__Written problem__. Using the passage on pathway-engineering, list every value it reports for the highly-ordered hexagonal arrays of BCP cylinders.

__Passage provided__.
━━━━━━━━━━━━━━━━
By optimizing all available conditions (film thickness, SS-LZA and RTP processing), we can obtain highly-ordered hexagonal arrays of BCP cylinders (FWHM = 4.0°, S = 0.99, ρd = 7.1 μm−2). The highly-ordered morphology generated through pathway-engineering can be converted into an inorganic replica in order to generate functional nanostructures. In Fig. 7, we demonstrate the formation of an array of metallic germanium nano-dots fabricated using pathway-engineering (additional examples in ESI Fig. S10†). The organic BCP phase was converted into a metal oxide (AlOx) replica using sequential infiltration synthesis (SIS), which involves exposure to a vapor-phase organometallic precursor, and water vapor.67,68 The metal oxide forms preferentially within the PMMA cylinder cores, while subsequent plasma etching is used to remove the remaining organic PS matrix. This alumina replica of the BCP phase can be used as an etch mask, to then convert the nanostructure into a Ge replica by etching into the underlying Ge layer. The high-fidelity replica (Fig. 7e) demonstrates that the ordered phases obtained through pathway-engineering are viable candidates for fabricating functional nanostructures, with order being controlled over wide areas through the underlying self-assembly process.
━━━━━━━━━━━━━━━━
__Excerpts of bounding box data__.
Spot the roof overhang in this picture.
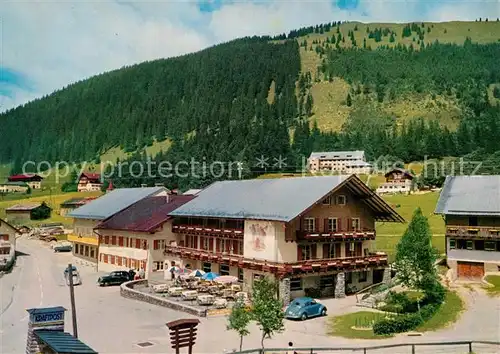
[289,175,405,223]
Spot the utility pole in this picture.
[68,263,78,338]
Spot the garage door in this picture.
[457,262,484,279]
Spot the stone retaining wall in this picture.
[120,279,207,317]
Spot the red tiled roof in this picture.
[9,173,43,182]
[97,195,196,232]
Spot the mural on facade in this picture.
[249,222,272,252]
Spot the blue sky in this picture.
[0,0,500,111]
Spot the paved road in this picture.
[0,239,500,354]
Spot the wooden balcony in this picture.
[172,224,244,238]
[297,230,376,241]
[446,225,500,239]
[164,246,387,277]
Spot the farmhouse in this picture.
[8,173,43,189]
[376,168,414,194]
[165,175,404,302]
[435,176,500,279]
[308,151,372,174]
[5,203,52,224]
[67,187,167,264]
[77,172,102,192]
[94,194,195,279]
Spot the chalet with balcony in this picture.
[435,176,500,279]
[94,194,195,279]
[8,173,43,189]
[376,168,415,194]
[165,175,404,302]
[67,187,168,264]
[77,172,102,192]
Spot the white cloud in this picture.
[0,0,500,110]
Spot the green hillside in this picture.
[0,21,500,188]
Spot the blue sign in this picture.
[33,312,64,323]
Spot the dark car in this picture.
[97,270,133,286]
[285,297,326,321]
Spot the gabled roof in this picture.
[309,150,365,160]
[67,187,167,220]
[96,195,195,232]
[35,330,97,354]
[170,175,404,222]
[384,167,414,179]
[5,203,42,211]
[434,176,500,216]
[8,173,43,182]
[0,219,19,232]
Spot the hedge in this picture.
[373,304,440,335]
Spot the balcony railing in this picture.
[297,230,375,241]
[172,224,244,237]
[446,225,500,238]
[164,246,388,276]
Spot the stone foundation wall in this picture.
[120,279,207,317]
[335,273,345,299]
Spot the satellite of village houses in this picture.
[0,0,500,354]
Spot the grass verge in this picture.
[327,311,392,339]
[485,275,500,296]
[417,291,464,332]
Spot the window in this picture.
[290,278,302,291]
[304,218,315,232]
[202,263,212,273]
[319,275,334,289]
[484,241,495,251]
[328,218,337,232]
[351,218,361,231]
[299,245,312,261]
[220,264,229,275]
[345,272,352,284]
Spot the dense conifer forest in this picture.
[0,22,500,188]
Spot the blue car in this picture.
[285,297,326,321]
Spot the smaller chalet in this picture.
[77,172,102,192]
[5,203,52,223]
[376,168,415,194]
[8,173,43,189]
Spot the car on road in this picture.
[285,297,327,321]
[97,270,133,286]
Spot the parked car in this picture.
[285,297,327,321]
[53,242,73,252]
[64,266,82,285]
[97,270,133,286]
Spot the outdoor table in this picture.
[181,290,198,300]
[197,295,215,305]
[168,287,184,296]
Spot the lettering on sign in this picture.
[33,312,64,323]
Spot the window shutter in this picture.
[311,244,318,259]
[323,243,330,259]
[297,245,303,261]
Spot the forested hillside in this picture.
[0,21,500,188]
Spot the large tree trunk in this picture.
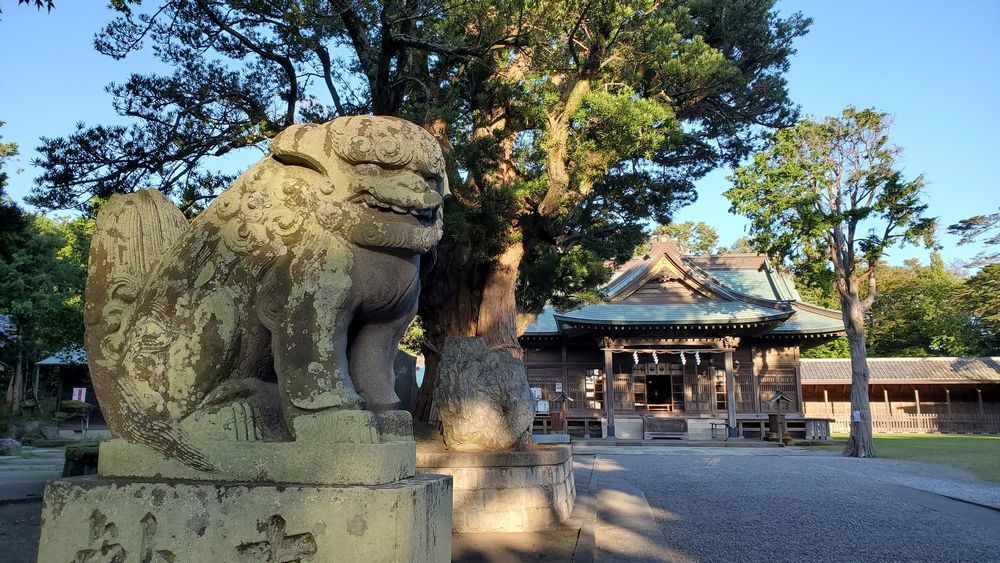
[841,297,875,457]
[476,241,524,360]
[4,343,24,414]
[413,237,524,422]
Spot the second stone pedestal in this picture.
[38,475,452,563]
[417,444,576,532]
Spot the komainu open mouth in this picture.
[350,192,437,226]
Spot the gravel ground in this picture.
[594,451,1000,562]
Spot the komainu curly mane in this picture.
[86,117,447,471]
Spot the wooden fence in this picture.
[830,414,1000,434]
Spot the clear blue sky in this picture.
[0,0,1000,262]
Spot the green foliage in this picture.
[726,107,934,318]
[802,336,851,358]
[948,208,1000,264]
[954,264,1000,355]
[30,0,810,340]
[0,216,93,372]
[653,221,720,254]
[865,253,983,356]
[0,121,27,259]
[399,315,424,356]
[719,236,757,254]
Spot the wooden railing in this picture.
[830,414,1000,434]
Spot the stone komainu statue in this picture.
[86,117,447,471]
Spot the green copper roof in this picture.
[525,243,844,336]
[771,309,844,334]
[36,345,87,366]
[553,301,790,325]
[705,269,801,301]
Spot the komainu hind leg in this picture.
[349,300,416,412]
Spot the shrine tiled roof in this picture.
[37,346,87,366]
[801,356,1000,385]
[524,241,844,338]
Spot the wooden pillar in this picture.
[604,349,615,438]
[750,346,760,414]
[726,351,740,438]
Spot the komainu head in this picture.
[271,116,448,253]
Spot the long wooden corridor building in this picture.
[521,238,844,439]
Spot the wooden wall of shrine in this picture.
[523,341,802,417]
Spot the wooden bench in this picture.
[642,416,687,440]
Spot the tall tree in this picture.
[653,221,719,254]
[948,211,1000,264]
[954,264,1000,355]
[32,0,809,416]
[726,107,934,457]
[866,252,983,356]
[0,121,27,258]
[0,216,92,413]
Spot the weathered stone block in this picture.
[98,410,416,485]
[434,337,535,451]
[417,445,576,532]
[38,475,452,563]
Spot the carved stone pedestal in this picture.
[38,475,452,563]
[417,444,576,532]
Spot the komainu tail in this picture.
[84,190,215,465]
[84,190,188,378]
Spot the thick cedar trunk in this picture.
[841,298,875,457]
[476,241,524,360]
[413,236,524,422]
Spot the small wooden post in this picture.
[604,349,615,438]
[726,351,740,438]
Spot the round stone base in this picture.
[417,445,576,532]
[38,475,452,563]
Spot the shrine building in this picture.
[521,237,844,439]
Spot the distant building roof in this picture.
[801,356,1000,385]
[0,315,17,347]
[36,346,87,366]
[524,239,844,338]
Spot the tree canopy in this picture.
[865,252,988,356]
[725,107,934,457]
[30,0,810,418]
[948,211,1000,264]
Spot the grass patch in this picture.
[834,434,1000,483]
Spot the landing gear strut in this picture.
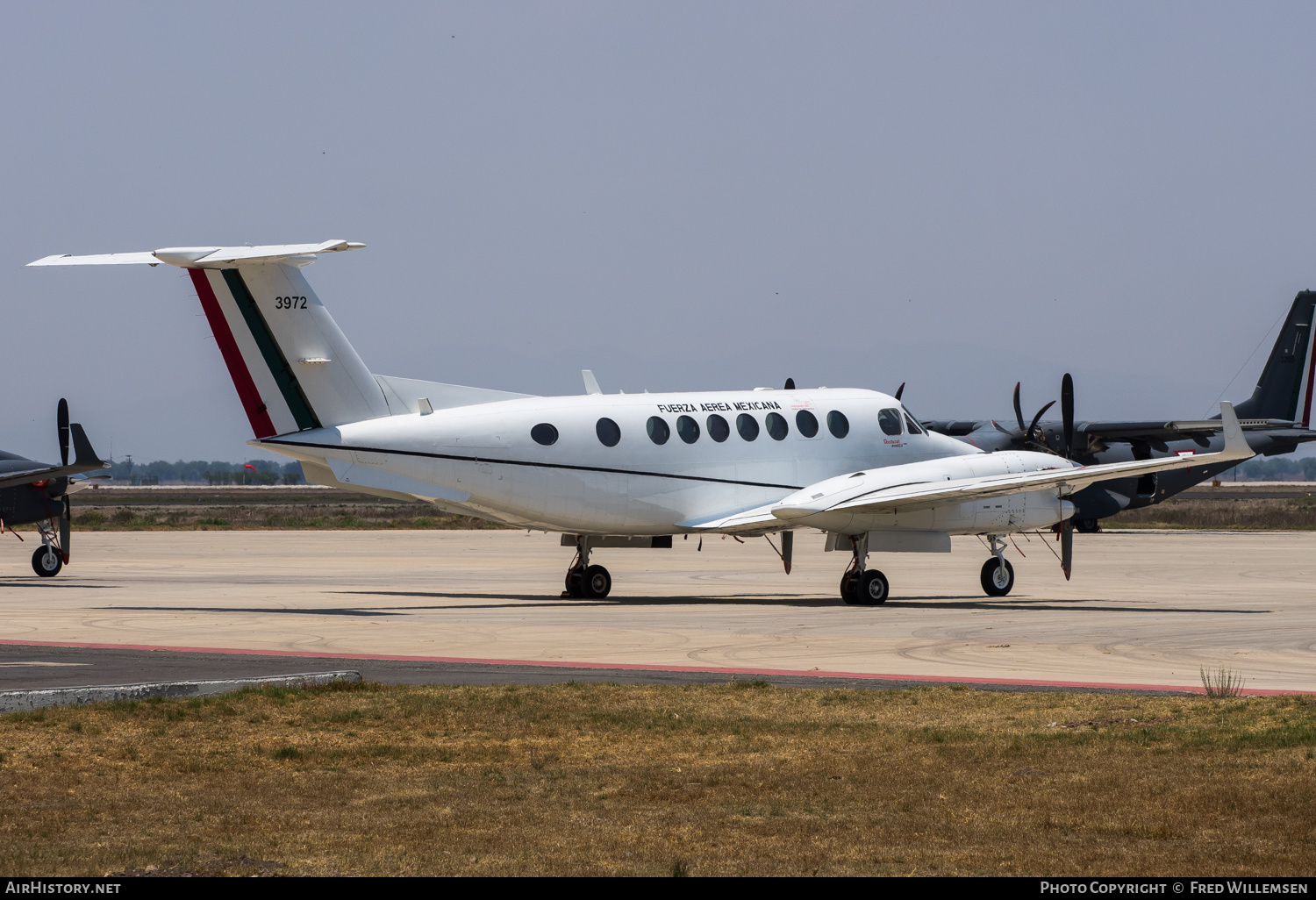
[32,503,68,578]
[562,534,612,599]
[32,544,65,578]
[841,533,891,607]
[979,534,1015,597]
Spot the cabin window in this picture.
[645,416,671,444]
[878,410,900,434]
[594,418,621,447]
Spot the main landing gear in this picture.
[841,533,891,607]
[979,534,1015,597]
[562,534,612,599]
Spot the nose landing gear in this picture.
[979,534,1015,597]
[32,511,70,578]
[562,534,612,599]
[841,533,891,607]
[32,544,65,578]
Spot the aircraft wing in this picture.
[28,239,366,268]
[682,403,1255,533]
[773,403,1257,520]
[0,423,110,489]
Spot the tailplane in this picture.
[29,241,397,439]
[1236,291,1316,428]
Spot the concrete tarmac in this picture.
[0,531,1316,691]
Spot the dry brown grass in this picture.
[1102,497,1316,531]
[0,684,1316,875]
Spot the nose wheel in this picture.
[841,534,891,607]
[32,544,65,578]
[979,557,1015,597]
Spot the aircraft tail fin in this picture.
[29,241,394,439]
[189,262,390,439]
[1236,291,1316,428]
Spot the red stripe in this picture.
[187,268,278,439]
[1303,316,1316,428]
[0,639,1312,696]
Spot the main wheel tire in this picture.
[32,546,65,578]
[979,557,1015,597]
[841,571,860,607]
[858,568,891,607]
[581,566,612,597]
[562,568,584,597]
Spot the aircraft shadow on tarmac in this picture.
[326,591,1271,615]
[100,607,407,616]
[0,578,123,591]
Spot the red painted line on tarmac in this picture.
[0,639,1312,696]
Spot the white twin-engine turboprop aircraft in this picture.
[29,241,1253,604]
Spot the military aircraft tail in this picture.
[189,262,391,439]
[1236,291,1316,428]
[29,241,405,439]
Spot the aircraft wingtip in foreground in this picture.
[29,241,1253,604]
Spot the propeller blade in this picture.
[1061,373,1074,460]
[1061,518,1074,582]
[55,397,68,466]
[1024,400,1055,441]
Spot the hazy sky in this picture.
[0,0,1316,461]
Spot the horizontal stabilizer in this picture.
[28,239,366,268]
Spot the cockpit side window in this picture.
[878,410,903,436]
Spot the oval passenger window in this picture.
[826,410,850,437]
[878,410,900,434]
[645,416,671,444]
[594,418,621,447]
[531,423,558,446]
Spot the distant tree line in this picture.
[1220,457,1316,482]
[110,458,303,484]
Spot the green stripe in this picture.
[221,268,320,431]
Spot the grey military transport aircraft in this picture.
[916,291,1316,532]
[0,400,110,578]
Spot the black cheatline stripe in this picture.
[220,268,320,431]
[261,439,802,491]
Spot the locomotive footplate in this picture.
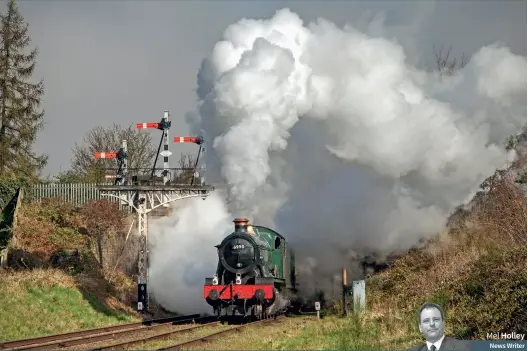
[204,284,274,300]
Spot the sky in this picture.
[9,0,526,176]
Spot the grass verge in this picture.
[0,270,139,341]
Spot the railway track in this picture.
[0,314,205,350]
[0,314,284,350]
[158,315,284,351]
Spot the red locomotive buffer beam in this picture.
[136,122,160,129]
[95,152,117,158]
[204,284,273,300]
[174,137,203,144]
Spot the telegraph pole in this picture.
[343,268,348,316]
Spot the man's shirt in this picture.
[425,334,445,350]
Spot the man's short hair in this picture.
[418,302,445,323]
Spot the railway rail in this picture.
[0,314,202,350]
[158,315,284,351]
[0,314,284,350]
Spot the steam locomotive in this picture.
[204,218,297,322]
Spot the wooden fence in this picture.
[27,183,132,212]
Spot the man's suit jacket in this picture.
[409,336,471,351]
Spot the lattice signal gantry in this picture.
[95,152,117,158]
[136,120,171,130]
[174,136,203,145]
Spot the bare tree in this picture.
[433,46,470,76]
[69,124,157,182]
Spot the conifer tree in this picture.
[0,0,48,180]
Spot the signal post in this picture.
[95,111,214,313]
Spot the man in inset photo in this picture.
[411,302,471,351]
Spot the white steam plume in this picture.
[151,9,526,310]
[148,193,232,314]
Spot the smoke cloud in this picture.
[148,193,232,314]
[148,9,526,310]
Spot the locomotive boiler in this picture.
[204,218,296,321]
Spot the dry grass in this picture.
[0,269,139,341]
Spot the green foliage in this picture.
[0,180,23,209]
[0,281,132,341]
[0,0,48,181]
[450,247,527,339]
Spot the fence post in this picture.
[343,268,348,316]
[352,280,366,313]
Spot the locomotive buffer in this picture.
[95,111,214,312]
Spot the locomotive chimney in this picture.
[233,218,249,232]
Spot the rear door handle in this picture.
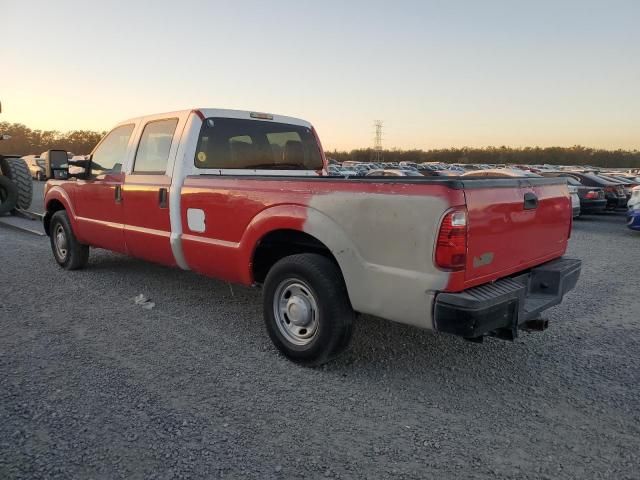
[158,188,167,208]
[524,192,538,210]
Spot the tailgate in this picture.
[464,178,572,288]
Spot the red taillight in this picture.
[584,190,600,200]
[436,210,467,271]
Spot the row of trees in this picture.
[0,122,640,168]
[0,122,105,155]
[327,145,640,168]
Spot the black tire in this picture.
[0,157,33,210]
[263,253,355,366]
[49,210,89,270]
[0,175,18,215]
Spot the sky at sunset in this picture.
[0,0,640,150]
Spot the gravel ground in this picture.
[0,215,640,479]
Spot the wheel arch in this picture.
[42,187,76,235]
[241,205,366,307]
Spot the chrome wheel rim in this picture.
[273,279,319,346]
[53,225,67,260]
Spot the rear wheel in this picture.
[264,254,354,366]
[49,210,89,270]
[0,157,33,210]
[0,175,18,215]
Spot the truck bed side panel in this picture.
[181,176,464,328]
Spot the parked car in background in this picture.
[22,155,47,181]
[366,168,422,177]
[462,168,540,177]
[540,171,607,214]
[567,185,580,218]
[567,172,627,209]
[627,187,640,230]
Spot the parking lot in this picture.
[0,205,640,479]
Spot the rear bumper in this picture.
[434,257,582,339]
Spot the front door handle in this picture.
[158,188,167,208]
[524,192,538,210]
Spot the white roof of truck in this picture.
[118,108,311,128]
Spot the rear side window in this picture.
[195,118,322,170]
[91,125,133,175]
[133,118,178,173]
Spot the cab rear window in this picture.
[194,118,322,170]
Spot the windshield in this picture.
[195,118,323,170]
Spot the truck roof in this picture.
[118,108,312,128]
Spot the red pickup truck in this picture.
[44,109,581,365]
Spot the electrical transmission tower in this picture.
[373,120,382,162]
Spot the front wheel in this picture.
[49,210,89,270]
[264,254,354,366]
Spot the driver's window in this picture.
[91,125,134,175]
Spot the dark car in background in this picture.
[540,172,607,214]
[566,172,627,209]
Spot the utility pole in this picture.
[373,120,383,162]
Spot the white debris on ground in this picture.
[133,293,156,310]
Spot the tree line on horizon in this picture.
[0,122,640,168]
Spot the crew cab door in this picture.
[123,118,182,265]
[73,124,135,252]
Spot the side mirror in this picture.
[69,155,91,179]
[43,150,69,180]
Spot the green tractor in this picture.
[0,100,33,215]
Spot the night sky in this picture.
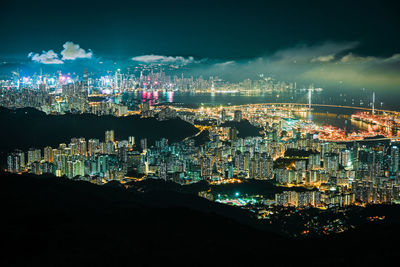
[0,0,400,58]
[0,0,400,88]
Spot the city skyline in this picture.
[0,0,400,267]
[0,1,400,93]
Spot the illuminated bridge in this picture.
[233,102,400,115]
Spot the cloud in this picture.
[311,55,335,62]
[61,42,93,60]
[340,53,377,63]
[132,55,194,65]
[28,50,64,64]
[190,42,400,90]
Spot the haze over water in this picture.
[122,89,399,132]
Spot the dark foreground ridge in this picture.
[0,174,400,266]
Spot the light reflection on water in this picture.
[122,90,394,132]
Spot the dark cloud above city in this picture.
[188,42,400,90]
[28,42,93,64]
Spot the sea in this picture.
[117,89,400,132]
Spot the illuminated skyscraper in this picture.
[105,130,114,143]
[234,110,242,122]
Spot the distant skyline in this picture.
[0,0,400,90]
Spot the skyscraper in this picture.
[234,110,242,122]
[105,130,114,143]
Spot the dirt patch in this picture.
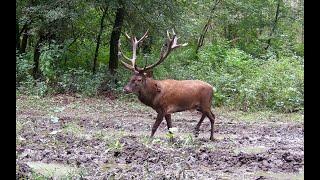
[16,96,304,179]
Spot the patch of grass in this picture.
[214,108,304,122]
[27,162,82,179]
[62,122,84,137]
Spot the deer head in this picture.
[118,30,187,93]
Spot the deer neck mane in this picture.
[138,78,160,107]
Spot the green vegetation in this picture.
[16,0,304,112]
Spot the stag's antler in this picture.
[119,29,188,73]
[118,30,149,72]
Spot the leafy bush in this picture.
[155,42,304,112]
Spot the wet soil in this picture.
[16,96,304,179]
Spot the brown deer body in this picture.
[119,29,215,140]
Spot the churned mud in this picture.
[16,96,304,179]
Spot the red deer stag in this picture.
[119,28,215,140]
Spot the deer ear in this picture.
[154,83,161,92]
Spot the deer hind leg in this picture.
[194,113,206,137]
[150,113,163,138]
[206,110,215,141]
[164,114,172,133]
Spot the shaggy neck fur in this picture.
[138,78,158,107]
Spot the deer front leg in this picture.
[150,113,163,138]
[164,114,172,133]
[194,114,206,137]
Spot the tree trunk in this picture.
[265,0,280,50]
[20,24,29,53]
[109,1,124,75]
[196,18,211,53]
[32,35,44,79]
[92,7,108,74]
[16,20,20,51]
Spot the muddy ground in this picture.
[16,96,304,179]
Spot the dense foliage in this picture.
[16,0,304,112]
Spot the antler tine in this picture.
[138,29,149,42]
[124,32,131,41]
[167,30,171,40]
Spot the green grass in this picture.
[213,107,304,122]
[27,162,83,179]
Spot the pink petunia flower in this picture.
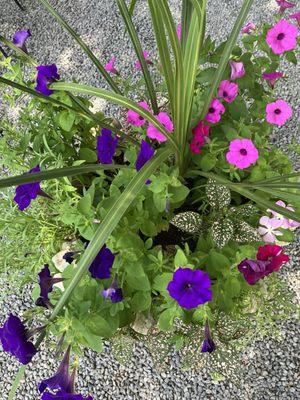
[218,81,239,103]
[226,139,258,169]
[205,99,225,124]
[127,101,151,126]
[190,121,210,154]
[104,57,120,75]
[176,24,182,40]
[147,112,174,142]
[266,100,293,126]
[276,0,296,14]
[134,51,153,70]
[289,11,300,26]
[266,19,298,54]
[229,61,246,81]
[241,21,256,34]
[267,200,300,229]
[258,217,283,243]
[262,72,283,89]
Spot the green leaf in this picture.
[170,211,203,234]
[131,291,152,312]
[208,250,231,275]
[224,277,241,298]
[56,110,75,132]
[79,147,98,163]
[206,179,231,209]
[174,249,188,268]
[152,272,173,292]
[200,154,217,172]
[77,194,92,215]
[51,82,180,153]
[211,219,234,249]
[158,308,177,331]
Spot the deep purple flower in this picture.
[97,128,119,164]
[14,165,41,211]
[101,280,123,303]
[135,140,155,171]
[41,390,93,400]
[35,64,60,96]
[39,346,73,393]
[0,314,37,364]
[201,321,216,353]
[89,245,115,279]
[35,264,63,308]
[167,268,212,309]
[63,251,79,264]
[13,30,31,53]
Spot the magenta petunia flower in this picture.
[134,51,153,70]
[147,112,174,142]
[256,244,290,272]
[190,121,210,154]
[241,21,256,34]
[289,11,300,26]
[218,81,239,103]
[258,216,283,243]
[167,268,212,309]
[267,200,300,229]
[226,139,258,169]
[13,30,31,53]
[266,100,293,126]
[176,24,182,40]
[104,57,120,75]
[229,61,246,81]
[266,19,298,54]
[127,101,151,126]
[205,99,225,124]
[276,0,296,13]
[35,64,60,96]
[262,72,283,89]
[238,245,289,285]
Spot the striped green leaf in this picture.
[117,0,158,114]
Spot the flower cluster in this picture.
[238,245,289,285]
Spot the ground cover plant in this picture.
[0,0,300,400]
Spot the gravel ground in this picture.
[0,0,300,400]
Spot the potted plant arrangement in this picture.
[0,0,300,400]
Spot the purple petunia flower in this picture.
[201,321,216,353]
[101,279,123,303]
[0,314,37,364]
[135,140,155,171]
[14,165,41,211]
[89,245,115,279]
[35,64,60,96]
[39,346,73,393]
[97,128,119,164]
[167,268,212,309]
[35,264,63,308]
[13,30,31,53]
[41,390,93,400]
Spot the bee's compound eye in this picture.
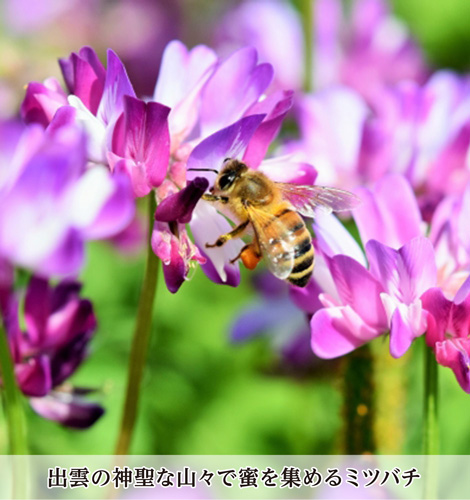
[219,173,235,191]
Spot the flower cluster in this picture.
[217,0,470,392]
[0,33,316,425]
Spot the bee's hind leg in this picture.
[230,243,261,269]
[206,220,250,248]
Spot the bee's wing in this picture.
[246,205,295,280]
[276,182,361,217]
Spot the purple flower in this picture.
[216,0,428,103]
[152,42,304,291]
[22,47,170,196]
[284,86,371,189]
[21,78,67,127]
[108,96,170,196]
[216,0,304,90]
[187,110,316,285]
[311,237,436,358]
[153,40,217,152]
[231,272,321,368]
[422,279,470,393]
[0,116,135,275]
[0,276,104,428]
[314,0,428,103]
━━━━━━━━━━━━━━━━
__Solution below__.
FWHM = 4.0°
S = 0.99
ρd = 7.1 μm−2